[Stored dataset items]
____________
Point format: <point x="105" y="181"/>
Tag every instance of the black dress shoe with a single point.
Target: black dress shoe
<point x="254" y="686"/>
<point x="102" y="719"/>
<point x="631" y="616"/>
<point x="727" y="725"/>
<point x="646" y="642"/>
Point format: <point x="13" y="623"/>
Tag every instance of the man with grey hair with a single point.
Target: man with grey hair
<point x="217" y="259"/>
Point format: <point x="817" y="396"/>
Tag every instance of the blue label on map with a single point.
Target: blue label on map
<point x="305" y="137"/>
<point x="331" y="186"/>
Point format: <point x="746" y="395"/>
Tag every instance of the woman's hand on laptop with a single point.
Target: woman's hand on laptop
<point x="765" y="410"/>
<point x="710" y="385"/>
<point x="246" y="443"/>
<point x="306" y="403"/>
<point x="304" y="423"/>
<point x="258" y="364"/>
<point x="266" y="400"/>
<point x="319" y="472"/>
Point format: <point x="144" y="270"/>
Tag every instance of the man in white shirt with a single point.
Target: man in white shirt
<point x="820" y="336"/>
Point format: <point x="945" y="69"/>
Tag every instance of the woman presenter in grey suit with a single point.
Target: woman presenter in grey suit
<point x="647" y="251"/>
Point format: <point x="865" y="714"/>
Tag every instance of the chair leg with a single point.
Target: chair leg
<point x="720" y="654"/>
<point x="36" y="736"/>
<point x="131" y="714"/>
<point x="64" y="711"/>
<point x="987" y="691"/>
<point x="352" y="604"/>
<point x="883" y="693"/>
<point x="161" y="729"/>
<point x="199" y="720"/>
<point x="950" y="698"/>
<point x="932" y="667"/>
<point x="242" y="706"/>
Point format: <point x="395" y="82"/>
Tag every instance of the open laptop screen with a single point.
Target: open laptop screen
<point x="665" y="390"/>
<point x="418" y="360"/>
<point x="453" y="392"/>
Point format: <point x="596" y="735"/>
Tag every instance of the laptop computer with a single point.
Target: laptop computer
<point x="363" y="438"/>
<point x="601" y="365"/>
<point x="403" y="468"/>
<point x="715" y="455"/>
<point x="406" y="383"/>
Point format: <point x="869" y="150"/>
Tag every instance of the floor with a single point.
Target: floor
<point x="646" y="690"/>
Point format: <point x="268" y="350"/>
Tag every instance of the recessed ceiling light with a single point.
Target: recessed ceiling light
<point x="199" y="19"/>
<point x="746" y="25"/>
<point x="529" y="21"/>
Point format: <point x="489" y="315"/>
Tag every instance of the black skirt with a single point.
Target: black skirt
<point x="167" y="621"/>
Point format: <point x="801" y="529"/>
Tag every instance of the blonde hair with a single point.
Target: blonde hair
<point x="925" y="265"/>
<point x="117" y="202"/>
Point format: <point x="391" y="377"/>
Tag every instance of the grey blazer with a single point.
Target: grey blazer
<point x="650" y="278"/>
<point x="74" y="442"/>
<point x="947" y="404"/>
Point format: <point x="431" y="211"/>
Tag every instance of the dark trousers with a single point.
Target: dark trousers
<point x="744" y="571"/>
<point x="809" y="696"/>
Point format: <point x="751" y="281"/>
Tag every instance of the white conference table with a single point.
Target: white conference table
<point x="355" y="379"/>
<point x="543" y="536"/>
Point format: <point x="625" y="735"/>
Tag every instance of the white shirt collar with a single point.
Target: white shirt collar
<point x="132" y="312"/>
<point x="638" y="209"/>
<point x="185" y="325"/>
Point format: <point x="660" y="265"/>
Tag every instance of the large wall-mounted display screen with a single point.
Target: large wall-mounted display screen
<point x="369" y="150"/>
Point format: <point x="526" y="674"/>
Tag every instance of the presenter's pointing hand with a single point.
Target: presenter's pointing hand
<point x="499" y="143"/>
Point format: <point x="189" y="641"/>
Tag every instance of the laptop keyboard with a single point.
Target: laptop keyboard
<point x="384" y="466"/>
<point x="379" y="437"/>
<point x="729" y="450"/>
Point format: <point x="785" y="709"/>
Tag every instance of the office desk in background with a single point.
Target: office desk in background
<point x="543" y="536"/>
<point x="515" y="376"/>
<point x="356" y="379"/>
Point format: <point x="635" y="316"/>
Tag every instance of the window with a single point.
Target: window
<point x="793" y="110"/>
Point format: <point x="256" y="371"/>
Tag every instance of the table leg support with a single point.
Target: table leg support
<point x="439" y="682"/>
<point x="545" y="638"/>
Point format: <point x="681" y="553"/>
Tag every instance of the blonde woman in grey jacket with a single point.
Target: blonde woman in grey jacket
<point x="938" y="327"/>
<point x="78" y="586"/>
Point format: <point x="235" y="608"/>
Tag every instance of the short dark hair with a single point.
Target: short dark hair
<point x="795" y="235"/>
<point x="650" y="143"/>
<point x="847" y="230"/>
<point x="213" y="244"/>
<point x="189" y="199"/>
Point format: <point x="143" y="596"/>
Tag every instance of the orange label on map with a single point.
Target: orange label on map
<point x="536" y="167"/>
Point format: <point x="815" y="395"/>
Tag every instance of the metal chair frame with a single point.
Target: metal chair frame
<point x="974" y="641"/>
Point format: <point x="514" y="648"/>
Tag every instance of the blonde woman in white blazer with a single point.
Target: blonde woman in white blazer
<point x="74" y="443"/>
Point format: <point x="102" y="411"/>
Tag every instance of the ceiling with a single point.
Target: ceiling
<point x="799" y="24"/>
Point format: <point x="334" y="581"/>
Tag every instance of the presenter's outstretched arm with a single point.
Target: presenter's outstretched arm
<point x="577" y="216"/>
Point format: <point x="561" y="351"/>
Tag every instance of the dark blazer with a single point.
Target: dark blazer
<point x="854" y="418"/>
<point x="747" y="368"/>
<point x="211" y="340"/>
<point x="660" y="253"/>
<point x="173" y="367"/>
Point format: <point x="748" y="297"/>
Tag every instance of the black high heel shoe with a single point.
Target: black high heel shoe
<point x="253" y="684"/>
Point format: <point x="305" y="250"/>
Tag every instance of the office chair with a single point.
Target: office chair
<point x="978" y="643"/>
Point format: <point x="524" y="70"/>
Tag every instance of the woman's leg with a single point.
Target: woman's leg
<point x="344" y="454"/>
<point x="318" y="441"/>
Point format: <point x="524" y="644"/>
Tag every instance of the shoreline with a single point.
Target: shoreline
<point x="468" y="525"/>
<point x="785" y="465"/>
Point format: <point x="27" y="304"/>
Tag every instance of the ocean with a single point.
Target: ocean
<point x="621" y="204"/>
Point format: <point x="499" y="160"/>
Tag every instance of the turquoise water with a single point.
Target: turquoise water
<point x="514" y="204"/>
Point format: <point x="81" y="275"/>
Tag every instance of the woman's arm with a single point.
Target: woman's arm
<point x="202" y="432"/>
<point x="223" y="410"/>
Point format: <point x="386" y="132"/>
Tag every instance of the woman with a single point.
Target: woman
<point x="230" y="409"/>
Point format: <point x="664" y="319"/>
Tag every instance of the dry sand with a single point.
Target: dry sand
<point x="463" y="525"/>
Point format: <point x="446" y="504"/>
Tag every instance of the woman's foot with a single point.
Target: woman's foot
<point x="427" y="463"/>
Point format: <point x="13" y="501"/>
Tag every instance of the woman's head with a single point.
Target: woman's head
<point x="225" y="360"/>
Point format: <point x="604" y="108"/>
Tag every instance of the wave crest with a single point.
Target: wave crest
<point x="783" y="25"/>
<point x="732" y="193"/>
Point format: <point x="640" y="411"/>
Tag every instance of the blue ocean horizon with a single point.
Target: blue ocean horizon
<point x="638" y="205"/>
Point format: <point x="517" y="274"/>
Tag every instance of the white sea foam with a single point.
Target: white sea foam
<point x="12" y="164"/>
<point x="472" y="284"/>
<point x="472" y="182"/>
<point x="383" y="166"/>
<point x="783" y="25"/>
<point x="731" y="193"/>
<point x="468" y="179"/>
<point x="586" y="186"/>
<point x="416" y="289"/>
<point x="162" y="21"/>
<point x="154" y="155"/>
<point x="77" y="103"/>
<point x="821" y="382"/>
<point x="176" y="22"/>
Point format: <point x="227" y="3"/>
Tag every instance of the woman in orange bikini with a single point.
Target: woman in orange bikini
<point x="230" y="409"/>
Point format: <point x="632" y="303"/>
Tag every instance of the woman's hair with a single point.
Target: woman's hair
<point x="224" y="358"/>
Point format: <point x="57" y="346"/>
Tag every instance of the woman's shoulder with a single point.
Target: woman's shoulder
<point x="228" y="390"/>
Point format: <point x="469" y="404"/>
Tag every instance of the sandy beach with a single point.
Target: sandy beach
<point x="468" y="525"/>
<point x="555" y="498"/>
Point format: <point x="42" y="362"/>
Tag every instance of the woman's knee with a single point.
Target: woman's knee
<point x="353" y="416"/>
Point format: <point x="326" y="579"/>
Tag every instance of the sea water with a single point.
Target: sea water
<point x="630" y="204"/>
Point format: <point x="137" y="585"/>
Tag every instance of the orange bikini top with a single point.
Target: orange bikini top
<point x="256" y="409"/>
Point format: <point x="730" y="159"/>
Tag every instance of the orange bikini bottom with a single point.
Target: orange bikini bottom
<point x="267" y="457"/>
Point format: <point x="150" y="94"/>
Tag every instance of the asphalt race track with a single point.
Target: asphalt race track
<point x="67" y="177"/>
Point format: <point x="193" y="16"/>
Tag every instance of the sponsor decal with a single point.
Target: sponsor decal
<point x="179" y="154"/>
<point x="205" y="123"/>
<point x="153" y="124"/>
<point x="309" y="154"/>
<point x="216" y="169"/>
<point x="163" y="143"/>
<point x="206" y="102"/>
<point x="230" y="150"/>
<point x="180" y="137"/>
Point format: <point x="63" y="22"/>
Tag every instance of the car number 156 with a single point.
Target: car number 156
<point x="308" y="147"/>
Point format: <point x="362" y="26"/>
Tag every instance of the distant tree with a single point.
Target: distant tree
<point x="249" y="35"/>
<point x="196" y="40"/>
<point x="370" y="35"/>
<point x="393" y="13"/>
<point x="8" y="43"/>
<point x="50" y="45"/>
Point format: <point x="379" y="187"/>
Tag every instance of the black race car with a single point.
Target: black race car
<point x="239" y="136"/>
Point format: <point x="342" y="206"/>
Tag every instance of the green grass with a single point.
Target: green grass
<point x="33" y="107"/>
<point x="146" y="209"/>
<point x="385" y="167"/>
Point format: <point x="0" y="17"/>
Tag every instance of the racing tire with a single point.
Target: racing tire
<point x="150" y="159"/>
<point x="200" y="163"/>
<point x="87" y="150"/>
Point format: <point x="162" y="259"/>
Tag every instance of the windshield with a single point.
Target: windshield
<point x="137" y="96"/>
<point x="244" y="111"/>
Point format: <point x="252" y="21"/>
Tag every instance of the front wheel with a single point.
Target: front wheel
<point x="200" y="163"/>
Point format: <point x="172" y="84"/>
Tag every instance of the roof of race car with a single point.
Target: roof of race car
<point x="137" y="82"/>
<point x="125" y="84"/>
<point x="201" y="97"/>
____________
EXERCISE DIRECTIONS
List every line of the records that contains the string "chair".

EXPECTED ANSWER
Tag every instance of the chair leg with a single point.
Target: chair leg
Tag every instance of the metal chair frame with a single point.
Target: metal chair frame
Tag every instance of the office chair with a single point.
Target: office chair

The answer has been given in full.